### BRIEF
What is needed is an exact copy of the data below, pictures excluded.

::::::

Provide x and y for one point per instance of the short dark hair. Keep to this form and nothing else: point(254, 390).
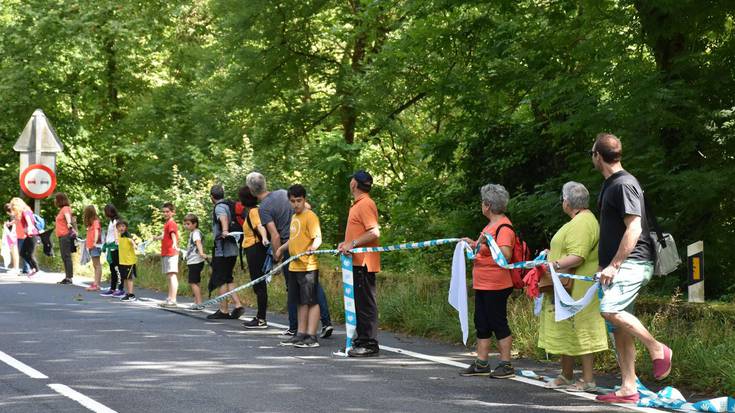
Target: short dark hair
point(192, 218)
point(111, 212)
point(609, 147)
point(246, 197)
point(296, 191)
point(61, 200)
point(217, 192)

::::::

### ANSWER SECTION
Provide x and y for one point per instance of the short dark hair. Keep to this form and nothing else: point(254, 390).
Target: short dark hair
point(192, 218)
point(111, 212)
point(609, 147)
point(246, 197)
point(296, 191)
point(61, 200)
point(217, 192)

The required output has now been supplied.